(Provided passage)
▬▬▬▬▬▬
# Man & dog’s best friend: Goose becomes family pet after being saved



## Robert59 (Jan 14, 2021)

CINCINNATI (FOX19) - Last spring, a Cincinnati man was driving in Mason when he saw a family of geese crossing the road. Unfortunately, only one of the geese made it across the road safely.
Now, Lil’ Bob not only has a new home, but also a new family.

https://www.fox19.com/2021/01/13/man-dogs-best-friend-goose-becomes-family-pet-after-being-saved/


----------



## Aunt Marg (Jan 14, 2021)

Such a lovely story, however, what a halfwit that ran over Bob's family.


----------



## peramangkelder (Jan 14, 2021)

Little Bob sure is one very lucky goose


----------



## win231 (Jan 15, 2021)

"He likes Arby's Roast Beef?"  Not good.

"The mainstays of the diet are grains, grasses, alfalfa, clover, wheat, beans, rice, corn, aquatic plants, roots, shoots, stems, seeds, bulbs, berries and the occasional insect. They forage for whole wheat and cracked corn in fields, grazing while walking.
Canada geese are considered herbivores or, essentially, vegetarians. This is why they prefer ponds, marshes and fields in the wild, and city parks, golf courses and lawns in urban or public areas.  And people often feed Geese bread & chips, which are terrible for their health."


----------
▬▬▬▬▬▬
(Supplied material)
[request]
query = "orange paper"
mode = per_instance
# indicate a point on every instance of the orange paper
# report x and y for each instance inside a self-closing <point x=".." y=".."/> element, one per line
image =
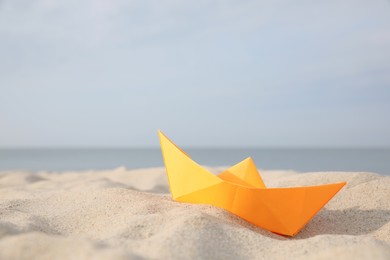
<point x="241" y="191"/>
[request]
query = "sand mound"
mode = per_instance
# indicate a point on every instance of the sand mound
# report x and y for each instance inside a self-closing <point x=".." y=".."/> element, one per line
<point x="122" y="214"/>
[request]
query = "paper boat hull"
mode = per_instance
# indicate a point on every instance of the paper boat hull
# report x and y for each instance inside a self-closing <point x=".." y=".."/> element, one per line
<point x="281" y="210"/>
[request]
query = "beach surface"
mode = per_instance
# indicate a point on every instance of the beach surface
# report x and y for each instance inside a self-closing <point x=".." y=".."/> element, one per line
<point x="128" y="214"/>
▬▬▬▬▬▬
(Exercise task) Write out the stretch of the goose thread from "# Man & dog’s" through "the road safely.", word for word. The records have no connection to the thread about the rescued goose.

(Written solution)
# Man & dog’s best friend: Goose becomes family pet after being saved



## Robert59 (Jan 14, 2021)

CINCINNATI (FOX19) - Last spring, a Cincinnati man was driving in Mason when he saw a family of geese crossing the road. Unfortunately, only one of the geese made it across the road safely.